U.S. tanks
will roll out of Iraq on a road paved with excuses
"Great news from America!" the cashier at my local Beirut
bookshop shouted at me the other morning, raising her thumbs in the air.
"Things will be better after these elections?" Alas, I said. Alas,
no. Things are going to get worse in the Middle East even if, in two years'
time, the U.S. is blessed with a Democrat (and democratic) president.
For the disastrous philosophers behind
the bloodbath in Iraq are now washing their hands of the whole mess and crying
"Not Us!" with the same enthusiasm as the Lebanese lady in my
book shop, while the "experts" on the mainstream U.S. East Coast
press are preparing the ground for our Iraqi retreat -- by blaming it all on
those greedy, blood-lusting, anarchic, depraved, uncompromising Iraqis.
I must say Richard Perle's
version of a mea culpa did take my breath away. Here was the ex-chairman of the Pentagon's Defense Policy Board
Advisory Committee -- he who once said,
"Iraq is a very good candidate for democratic reform" -- admitting he
"underestimated the depravity" in Iraq. He holds the president
responsible, of course, acknowledging only that -- and here, dear reader,
swallow hard -- "I think if I had been Delphic, and had seen where
we are today, and people had said: 'Should we go into Iraq?' I think now
I probably would have said, 'No, let's consider other strategies ... '
"

> [Requirement]: Copy the Iraq commentary word for word between "For the disastrous" and "depraved, uncompromising Iraqis.", inclusive.

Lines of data
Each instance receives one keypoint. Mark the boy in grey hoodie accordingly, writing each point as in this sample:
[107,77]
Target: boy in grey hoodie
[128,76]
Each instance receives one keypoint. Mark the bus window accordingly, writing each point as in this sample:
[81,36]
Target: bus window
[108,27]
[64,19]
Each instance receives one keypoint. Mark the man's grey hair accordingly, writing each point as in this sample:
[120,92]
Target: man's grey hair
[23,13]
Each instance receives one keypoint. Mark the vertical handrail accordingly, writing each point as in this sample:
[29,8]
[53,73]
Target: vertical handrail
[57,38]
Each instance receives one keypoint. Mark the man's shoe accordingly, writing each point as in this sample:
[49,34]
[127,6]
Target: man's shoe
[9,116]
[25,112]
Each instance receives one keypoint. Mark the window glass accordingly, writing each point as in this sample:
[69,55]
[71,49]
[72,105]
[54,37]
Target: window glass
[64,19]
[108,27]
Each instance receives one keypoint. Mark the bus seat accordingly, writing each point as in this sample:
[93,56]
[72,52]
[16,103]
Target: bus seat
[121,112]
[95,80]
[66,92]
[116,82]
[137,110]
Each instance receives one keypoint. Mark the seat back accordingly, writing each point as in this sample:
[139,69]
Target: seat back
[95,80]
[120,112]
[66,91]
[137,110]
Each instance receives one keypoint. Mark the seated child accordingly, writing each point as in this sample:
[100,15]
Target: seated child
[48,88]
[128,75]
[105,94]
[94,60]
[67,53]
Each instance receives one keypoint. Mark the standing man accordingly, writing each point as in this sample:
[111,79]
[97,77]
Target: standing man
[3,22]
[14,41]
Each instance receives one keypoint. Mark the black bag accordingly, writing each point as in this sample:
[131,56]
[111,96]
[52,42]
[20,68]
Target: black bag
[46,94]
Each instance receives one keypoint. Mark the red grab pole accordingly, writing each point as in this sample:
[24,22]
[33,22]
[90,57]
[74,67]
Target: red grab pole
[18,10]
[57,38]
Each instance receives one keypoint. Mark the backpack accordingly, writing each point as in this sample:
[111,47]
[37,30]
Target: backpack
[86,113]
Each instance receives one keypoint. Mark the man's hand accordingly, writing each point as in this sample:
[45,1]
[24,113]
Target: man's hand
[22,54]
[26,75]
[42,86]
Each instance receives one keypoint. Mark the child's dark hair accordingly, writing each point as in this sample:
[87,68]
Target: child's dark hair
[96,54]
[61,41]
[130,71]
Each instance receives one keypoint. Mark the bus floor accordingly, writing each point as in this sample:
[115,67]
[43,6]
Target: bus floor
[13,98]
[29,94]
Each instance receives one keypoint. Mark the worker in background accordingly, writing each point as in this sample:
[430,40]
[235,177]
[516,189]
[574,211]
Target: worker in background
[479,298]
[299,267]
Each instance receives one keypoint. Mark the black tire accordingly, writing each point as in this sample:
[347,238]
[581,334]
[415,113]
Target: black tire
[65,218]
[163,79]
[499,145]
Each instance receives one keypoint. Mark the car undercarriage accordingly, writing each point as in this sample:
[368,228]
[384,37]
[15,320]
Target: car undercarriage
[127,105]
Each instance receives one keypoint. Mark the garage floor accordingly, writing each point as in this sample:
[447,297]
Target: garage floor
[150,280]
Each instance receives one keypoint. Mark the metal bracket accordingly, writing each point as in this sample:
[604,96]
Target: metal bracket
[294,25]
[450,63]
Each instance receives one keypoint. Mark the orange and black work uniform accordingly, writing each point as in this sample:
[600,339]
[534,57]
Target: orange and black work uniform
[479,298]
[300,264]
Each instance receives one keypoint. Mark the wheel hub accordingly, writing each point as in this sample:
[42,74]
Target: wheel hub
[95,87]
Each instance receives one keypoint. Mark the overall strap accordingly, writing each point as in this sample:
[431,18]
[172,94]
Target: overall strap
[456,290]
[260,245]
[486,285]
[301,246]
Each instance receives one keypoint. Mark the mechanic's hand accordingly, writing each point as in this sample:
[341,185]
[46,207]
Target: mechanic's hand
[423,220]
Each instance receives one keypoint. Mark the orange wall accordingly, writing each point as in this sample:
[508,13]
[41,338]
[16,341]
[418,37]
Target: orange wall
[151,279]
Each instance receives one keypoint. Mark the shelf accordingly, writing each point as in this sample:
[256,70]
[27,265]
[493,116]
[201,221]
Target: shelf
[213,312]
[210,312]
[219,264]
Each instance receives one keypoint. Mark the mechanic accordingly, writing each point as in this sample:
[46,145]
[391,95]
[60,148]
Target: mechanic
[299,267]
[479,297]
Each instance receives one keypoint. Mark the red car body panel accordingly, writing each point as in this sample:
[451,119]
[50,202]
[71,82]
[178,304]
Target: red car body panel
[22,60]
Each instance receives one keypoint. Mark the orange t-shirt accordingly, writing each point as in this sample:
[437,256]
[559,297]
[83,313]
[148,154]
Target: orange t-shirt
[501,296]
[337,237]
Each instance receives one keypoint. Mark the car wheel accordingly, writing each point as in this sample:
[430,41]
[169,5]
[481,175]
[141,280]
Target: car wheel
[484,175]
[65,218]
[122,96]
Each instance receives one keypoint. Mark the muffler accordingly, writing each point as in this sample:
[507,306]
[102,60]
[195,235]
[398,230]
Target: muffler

> [The response]:
For the disastrous philosophers behind
the bloodbath in Iraq are now washing their hands of the whole mess and crying
"Not Us!" with the same enthusiasm as the Lebanese lady in my
book shop, while the "experts" on the mainstream U.S. East Coast
press are preparing the ground for our Iraqi retreat -- by blaming it all on
those greedy, blood-lusting, anarchic, depraved, uncompromising Iraqis.